Given task 1> Count the lines in the entries that follow which contain the word "below", and give only that number.

++++ Quoted text

I know it was not senior........ I was just curious of who the Michael that he is speaking of is


----------



## Jim Casto Jr (Aug 20, 2002)

I hope the guy who posted that knows "for sure" what he's talking about. Looks like the potential for a libel suit to me.


----------



## rustycase (Oct 27, 2015)

4 Fletch said:


> How does a custom bow manufacturer go under when archery is so popular?
> 
> Must take a special kind of stupid.


Not necessarily...

Increase in overhead, failure in marketing, fatigue of the CEO, mis-management of funds, superior offerings by mass-producers or similar scale producers,
or the fickle trends of the consumers niche market.

It's tough to be in business!
Especially with partners.
rc


----------



## SteveB (Dec 18, 2003)

concept said:


> Well it is official. Fedora custom bows is closed and not sure if they will reopen Since 1957 Fedora Bows has built quality bows and it looks likes it is over.
> What a shame. one of the People hired by the majority owner screwed up things . what a mess. to bad for all involved.


How do you know it is official?
That post on FB was from a "visitor".


----------



## Bowsage (Apr 29, 2008)

JParanee said:


> I know it was not senior........ I was just curious of who the Michael that he is speaking of is


I know Jr. was around.


----------



## Ol' Bowhunter (Mar 7, 2014)

If I had to guess, I'll bet it was Jr. or one of his parents that posted the info on Facebook (not the new owner of the company). 

There was some discussion on AT a while back about Jr. working for the new owner, and of coarse none of that was mentioned on the company website due to Jr.'s shady past.

++++++++
++++ Entries shown

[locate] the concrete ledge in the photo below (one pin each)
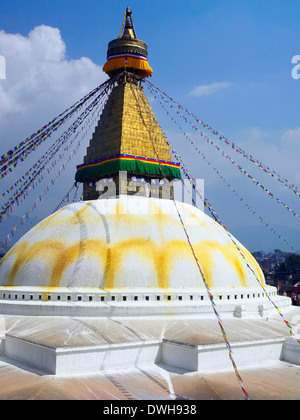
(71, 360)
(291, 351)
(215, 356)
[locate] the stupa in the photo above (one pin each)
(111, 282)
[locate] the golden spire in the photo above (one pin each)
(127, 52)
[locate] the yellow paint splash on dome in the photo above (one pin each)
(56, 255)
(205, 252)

++++++++
++++ Entries shown

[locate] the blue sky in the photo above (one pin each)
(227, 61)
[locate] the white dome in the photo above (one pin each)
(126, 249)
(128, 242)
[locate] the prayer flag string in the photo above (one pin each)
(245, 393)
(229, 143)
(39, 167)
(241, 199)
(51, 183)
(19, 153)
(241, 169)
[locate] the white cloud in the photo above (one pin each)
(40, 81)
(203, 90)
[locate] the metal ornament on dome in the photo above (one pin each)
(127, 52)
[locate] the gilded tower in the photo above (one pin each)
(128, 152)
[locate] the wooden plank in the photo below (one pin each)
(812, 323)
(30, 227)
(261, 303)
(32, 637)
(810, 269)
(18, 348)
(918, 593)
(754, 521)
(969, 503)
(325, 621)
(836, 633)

++++++++
++++ Entries shown

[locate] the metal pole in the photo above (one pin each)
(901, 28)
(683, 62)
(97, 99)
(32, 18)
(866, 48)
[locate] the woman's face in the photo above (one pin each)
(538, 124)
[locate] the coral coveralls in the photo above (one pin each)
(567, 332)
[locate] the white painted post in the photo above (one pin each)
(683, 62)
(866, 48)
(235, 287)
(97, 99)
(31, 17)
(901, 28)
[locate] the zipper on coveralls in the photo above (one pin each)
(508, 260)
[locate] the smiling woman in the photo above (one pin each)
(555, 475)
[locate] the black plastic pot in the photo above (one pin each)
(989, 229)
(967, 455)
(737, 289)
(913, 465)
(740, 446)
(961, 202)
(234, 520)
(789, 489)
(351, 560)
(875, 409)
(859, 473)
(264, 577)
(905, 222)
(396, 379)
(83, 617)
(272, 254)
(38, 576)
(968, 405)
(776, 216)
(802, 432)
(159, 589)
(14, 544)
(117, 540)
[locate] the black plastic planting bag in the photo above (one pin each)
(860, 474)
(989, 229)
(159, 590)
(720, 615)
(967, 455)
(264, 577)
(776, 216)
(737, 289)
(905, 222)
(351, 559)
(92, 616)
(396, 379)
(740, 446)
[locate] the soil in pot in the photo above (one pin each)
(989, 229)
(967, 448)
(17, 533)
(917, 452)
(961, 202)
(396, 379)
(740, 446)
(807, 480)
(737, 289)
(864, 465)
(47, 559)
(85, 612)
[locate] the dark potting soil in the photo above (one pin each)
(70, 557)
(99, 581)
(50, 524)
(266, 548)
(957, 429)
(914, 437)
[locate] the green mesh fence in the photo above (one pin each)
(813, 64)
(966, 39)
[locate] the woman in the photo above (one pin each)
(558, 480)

++++++++

Given task 2> Copy the forum thread on Fedora bows between "## SteveB (Dec" and "it is official?", inclusive, changing "official" to "confirmed" everywhere it occurs.

Correct response 1> 2

Correct response 2>
## SteveB (Dec 18, 2003)

concept said:


> Well it is confirmed. Fedora custom bows is closed and not sure if they will reopen Since 1957 Fedora Bows has built quality bows and it looks likes it is over.
> What a shame. one of the People hired by the majority owner screwed up things . what a mess. to bad for all involved.


How do you know it is confirmed?